### WORK TO COMPLETE
Type the records out again in full, exactly.

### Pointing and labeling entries
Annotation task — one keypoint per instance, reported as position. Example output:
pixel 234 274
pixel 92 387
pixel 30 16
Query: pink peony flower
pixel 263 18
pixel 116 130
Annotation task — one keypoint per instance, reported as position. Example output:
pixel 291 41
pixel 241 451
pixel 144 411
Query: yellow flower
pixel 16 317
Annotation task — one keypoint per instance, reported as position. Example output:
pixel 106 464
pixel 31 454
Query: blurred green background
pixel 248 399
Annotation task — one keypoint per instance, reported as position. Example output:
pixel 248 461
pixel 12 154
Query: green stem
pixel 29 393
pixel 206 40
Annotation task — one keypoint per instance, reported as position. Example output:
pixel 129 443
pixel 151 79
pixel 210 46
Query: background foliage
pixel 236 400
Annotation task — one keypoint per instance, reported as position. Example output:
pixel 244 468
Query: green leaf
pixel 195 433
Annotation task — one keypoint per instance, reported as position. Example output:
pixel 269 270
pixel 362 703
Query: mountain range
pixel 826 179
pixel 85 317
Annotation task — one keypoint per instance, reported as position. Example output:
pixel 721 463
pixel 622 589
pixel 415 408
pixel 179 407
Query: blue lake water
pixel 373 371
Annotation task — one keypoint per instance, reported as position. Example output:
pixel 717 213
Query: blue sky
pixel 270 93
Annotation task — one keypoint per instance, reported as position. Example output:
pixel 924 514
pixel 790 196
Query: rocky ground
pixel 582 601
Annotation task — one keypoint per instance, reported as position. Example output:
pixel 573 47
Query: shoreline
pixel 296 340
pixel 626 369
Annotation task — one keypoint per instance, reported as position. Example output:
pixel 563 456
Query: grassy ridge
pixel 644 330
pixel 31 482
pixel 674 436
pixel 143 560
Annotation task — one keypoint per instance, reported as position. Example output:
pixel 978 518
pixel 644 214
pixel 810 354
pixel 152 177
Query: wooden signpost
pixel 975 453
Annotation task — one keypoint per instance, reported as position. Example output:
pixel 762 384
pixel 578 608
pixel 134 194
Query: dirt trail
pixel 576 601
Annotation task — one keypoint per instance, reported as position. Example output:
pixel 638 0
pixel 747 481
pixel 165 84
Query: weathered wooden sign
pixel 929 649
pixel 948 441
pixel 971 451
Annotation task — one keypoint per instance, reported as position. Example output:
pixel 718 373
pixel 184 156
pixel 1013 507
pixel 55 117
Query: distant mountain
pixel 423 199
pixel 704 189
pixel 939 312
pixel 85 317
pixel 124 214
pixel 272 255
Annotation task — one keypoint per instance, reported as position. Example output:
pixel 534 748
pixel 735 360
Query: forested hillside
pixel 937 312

### RESULT OF THIS EXERCISE
Annotation task — one keypoint per instance, reported as position. Example output:
pixel 234 274
pixel 92 387
pixel 30 16
Query: pink peony flower
pixel 263 18
pixel 116 130
Annotation task — one keypoint per instance, reported as position. Example output:
pixel 291 41
pixel 241 451
pixel 144 411
Query: yellow flower
pixel 16 317
Annotation task — one keypoint per instance, reported as position. Example output:
pixel 106 464
pixel 31 454
Query: blurred green background
pixel 248 399
Annotation task — one keypoint per instance, reported as position. Example output:
pixel 248 461
pixel 12 154
Query: green stem
pixel 29 393
pixel 206 40
Annotation task — one keypoint per instance, reported as position. Example output:
pixel 129 443
pixel 151 79
pixel 210 46
Query: background foliage
pixel 236 400
Annotation task — one keypoint per instance, reported as position. Example output:
pixel 244 468
Query: green leaf
pixel 195 433
Annotation task — one keypoint per instance, reported as position. Example output:
pixel 269 270
pixel 362 703
Query: mountain range
pixel 826 179
pixel 85 317
Annotation task — one keypoint per instance, reported as position. Example output:
pixel 721 463
pixel 622 589
pixel 415 408
pixel 179 407
Query: blue lake water
pixel 373 371
Annotation task — one keypoint per instance, reported as position. Example output:
pixel 717 213
Query: blue sky
pixel 270 93
Annotation task — one keypoint per instance, reported as position. Example output:
pixel 924 514
pixel 790 196
Query: rocky ground
pixel 582 601
Annotation task — one keypoint per instance, reported as position. Example output:
pixel 573 47
Query: shoreline
pixel 296 340
pixel 626 369
Annotation task — one keypoint per instance, reported as position. Example output:
pixel 563 456
Query: grassy ridge
pixel 644 330
pixel 31 482
pixel 674 436
pixel 143 560
Annotation task — one keypoint per instance, reported as position. Example output:
pixel 978 518
pixel 644 214
pixel 810 354
pixel 152 177
Query: wooden signpost
pixel 975 453
Annotation task — one keypoint per instance, reported as position. Example output:
pixel 762 384
pixel 578 608
pixel 134 194
Query: dirt trail
pixel 576 601
Annotation task — one keypoint per instance, reported as position. Example output:
pixel 638 0
pixel 747 481
pixel 165 84
Query: weathered wooden sign
pixel 929 649
pixel 948 441
pixel 971 451
Annotation task — one keypoint per instance, reported as position. Example output:
pixel 718 373
pixel 184 156
pixel 1013 507
pixel 55 117
Query: distant mountain
pixel 423 199
pixel 704 189
pixel 939 312
pixel 85 317
pixel 124 214
pixel 272 255
Annotation task — one keypoint per instance, reported as position. Example output:
pixel 534 748
pixel 735 360
Query: forested hillside
pixel 937 312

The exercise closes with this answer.